**Problems to work on**
1. Put the point-labeling records into a two-column CSV with the header instruction,response. Give one row per record, with its text under instruction and its answer under response, each in a single quoted field with line breaks replaced by spaces.
2. Write what comes next in the text on making life in Norway easier, picking up right after its last sentence.

**Document passage**
-- start --

Sometimes, it takes a few small tweaks rather than big sweeping changes to make life easier. With these tips, you can make a big difference to your quality of life in Norway.


There are so many things that make Norway an excellent place to call home, including the standard of living, abundance of spectacular scenery, and high salaries, among many other things.

However, moving to another country comes with plenty of bumps along the way, and it can be hard to settle at first, or even later on.

Luckily, regardless of whether you are new to the country or have been here a while, there are many things you can do to improve life in Norway without having to reinvent the wheel.

Embrace the food…

Norway may not be blessed with the same internationally revered cuisine as France or Italy, but learning to love the food can help you feel a lot more at home.

You can do this without having to go anywhere near fermented fish or a sheep's head, we promise.

Instead, start small, find your local favourites and learn to enjoy them. For example, a hot dog from a convenience store can become a guilty pleasure on a Monday night, fish burgers could become a mid-week staple, and kjøttkaker could become a firm favourite when you're craving some comfort food.

And, of course, this extends to the local confectionary. We are firm believers that the chocolate here trumps anything found back in the UK.

-- end --

**Provided entries**
-- start --

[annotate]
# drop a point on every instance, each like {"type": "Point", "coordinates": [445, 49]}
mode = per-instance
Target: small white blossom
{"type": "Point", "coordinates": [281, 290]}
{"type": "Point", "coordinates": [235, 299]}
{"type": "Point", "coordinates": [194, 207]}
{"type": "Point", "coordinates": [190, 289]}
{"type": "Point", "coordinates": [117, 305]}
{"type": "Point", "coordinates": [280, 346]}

-- end --

**Final results**
1.
instruction,response
"[annotate] # drop a point on every instance, each like {""type"": ""Point"", ""coordinates"": [445, 49]} mode = per-instance Target: small white blossom","{""type"": ""Point"", ""coordinates"": [281, 290]} {""type"": ""Point"", ""coordinates"": [235, 299]} {""type"": ""Point"", ""coordinates"": [194, 207]} {""type"": ""Point"", ""coordinates"": [190, 289]} {""type"": ""Point"", ""coordinates"": [117, 305]} {""type"": ""Point"", ""coordinates"": [280, 346]}"

2.
…and the eating habits

Welcoming new eating habits with open arms will help you feel more settled and offer an excellent opportunity to strike up conversations and get to know people better.

Firstly, there's taco fredag (taco Friday). Let's not question why Norwegians eat Mexican food on Fridays or why they use tortillas instead of taco shells. Instead, let's breathe a collective sigh of relief that rakfisk fredag (salted and fermented fish Friday) doesn't exist.

If you're finding it a bit tricky to make friends, inviting people over for taco fredag might be a reasonably easy place to start, and you won't need to be a whizz in the kitchen to impress your guests either.

If Mexican food isn't your thing or doesn't feel Norwegian enough, then you could perhaps make a Norwegian style breakfast with eggs, pålegg (toppings) and bread. One way of sparking up a lively debate would be to ask friends or colleagues what the best pålegg is.


Buy an Ostehøvel 

The Swiss have army knives, and Norwegians have their trusty cheese knives. This is an essential piece of equipment for any Norwegian kitchen and one you'll likely bemoan not having if you choose to move away.

The cheese knife is a nifty little invention that lets you cut nice thin, uniform slices of cheese. If you want to make life that much easier, we'd recommend opting for a plastic one, although they don't look as nice.

Seriously, if you are reading this, live in Norway and don't own one already, go out and buy one.


See the sights (while sitting down) 

Norway is home to some spectacular scenery, and to see some of the very best you don't need to go on a 12-hour hike.

Instead, you can see some of the best sights you have to offer while sitting down. This can come in the form of a road trip that takes you down the Trollstigen or along the Atlantic Road, or by hopping on the train and taking either the Bergen line or the Flåm Railway.

These more laid-back methods for seeing some of what Norway have to offer will help you fall in love with the country without having to stress about blisters, midges or whether it might rain or not.

Stay informed (with The Local, hopefully)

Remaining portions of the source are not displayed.